## Records for processing
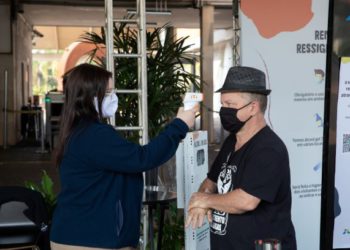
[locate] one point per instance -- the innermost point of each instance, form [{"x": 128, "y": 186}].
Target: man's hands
[
  {"x": 196, "y": 216},
  {"x": 198, "y": 209}
]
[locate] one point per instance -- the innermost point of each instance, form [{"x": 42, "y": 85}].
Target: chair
[{"x": 23, "y": 219}]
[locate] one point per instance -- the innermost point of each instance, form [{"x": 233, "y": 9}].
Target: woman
[{"x": 101, "y": 173}]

## Exercise requirements
Rewrite all of the material above with "Target" replaced by "Object" wherever it occurs, keeping everything else unchanged. Leave the pictures out of your version.

## Exercise output
[locate] one point per instance -- the innermost point of each instance, form [{"x": 128, "y": 186}].
Object: man's hands
[
  {"x": 196, "y": 216},
  {"x": 198, "y": 209}
]
[locate] one point per instance -- the innermost point of each instance, form [{"x": 42, "y": 85}].
Object: chair
[{"x": 23, "y": 219}]
[locate] one point per instance -- the innermost point of each instance, form [{"x": 233, "y": 9}].
Object: woman
[{"x": 101, "y": 173}]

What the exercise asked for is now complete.